Problems to solve:
(A) Translate this sentence from the column on Colchester United fans into Spanish: "But the critics will always be there."
(B) Pick up the column on Colchester United fans after its final sentence and write the next few sentences.

Study text:
--------------------------------------------------

ESSEX COUNTY STANDARD U's REPORTER SIMON SPURGEON DELIVERS HIS THOUGHTS ON Colchester United IN HIS WEEKLY COLUMN:

If the Roman statesman Cato the Elder is to be believed then ‘patience is the greatest of all virtues’.

In my view they are as relevant today as they were more than 2,000 years ago.

I’m not blowing my own trumpet here, but I do think I’m quite a patient person.

However, patience is not always in evidence in some U’s fans.

This has argubly been one of the best weeks of Colchester’s season after a thoroughly enjoyable win against Walsall and then a pulsating draw against a Peterborough side with the finest home goalscoring record in the Football League.

If that can’t get you thinking positively then nothing will. Yet I have still seen people moaning this week.

I have to say that the more vociferous critics on the internet forums seem to have been more subdued.

I guess it’s not as much fun posting praise compared to having a rant about the manager’s tactics, how the new ground isn’t Layer Road or that the club didn’t transport the Drury Arms to the other side of town.

But the critics will always be there.

In The Iliad, Homer writes the line ‘the fates have given mankind a patient soul’, but I feel he may be inclined to reconsider that if he was sat down with some of the doom and gloom merchants who claim to be U’s supporters.

They may say that their impatience for success is part of the affection they feel for their club, but in truth it can only hurt if their criticism is ill conceived.

It takes time to get to where you want to go and I think that’s exactly the message that chairman Robbie Cowling and manager John Ward have been trying to get across in recent weeks.

As in Shakespeare’s Othello where the embittered Iago says: “How poor are they who have not patience! What wound did ever heal but by degrees.”

--------------------------------------------------

Dataset extract:
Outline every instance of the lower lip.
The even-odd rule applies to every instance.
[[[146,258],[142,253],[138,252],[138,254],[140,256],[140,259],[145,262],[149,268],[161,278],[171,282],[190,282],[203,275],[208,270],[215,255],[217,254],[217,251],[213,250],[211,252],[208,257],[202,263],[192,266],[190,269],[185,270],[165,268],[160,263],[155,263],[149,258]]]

--------------------------------------------------

Written responses:
(A) Pero los críticos siempre estarán ahí.

(B)
If you need any evidence that football fans must be patient, then look no further than the turmoil that tomorrow’s opponents Plymouth find themselves in.

They chased the dream of Championship football and I’m sure their fans enjoyed it while they were there, but their current woes would indicate that the foundations weren’t firm enough to sustain their life at the higher level.

The way I understand it, that’s exactly what Cowling and Ward are preaching.

You could throw money at gaining instant gratification by getting promoted and packing out the stadium every week, but is it worth it if it comes crashing down around your ears a few years down the line? Put that question to a Pilgrims fan tomorrow.

There’s a need for patience while things are got right both on and off the pitch and then you can look to push on.

Rapid changes in management haven’t helped find the stability needed for long-term success at the U’s, but Cowling has placed his faith in Ward and while the team may not get it right every game, I think progress is being made.

If there are no perceptible advances a little while down the line, then that’s the time for the critics to sharpen their pens.

Plymouth should be a warning to those who chastise the U’s at the moment.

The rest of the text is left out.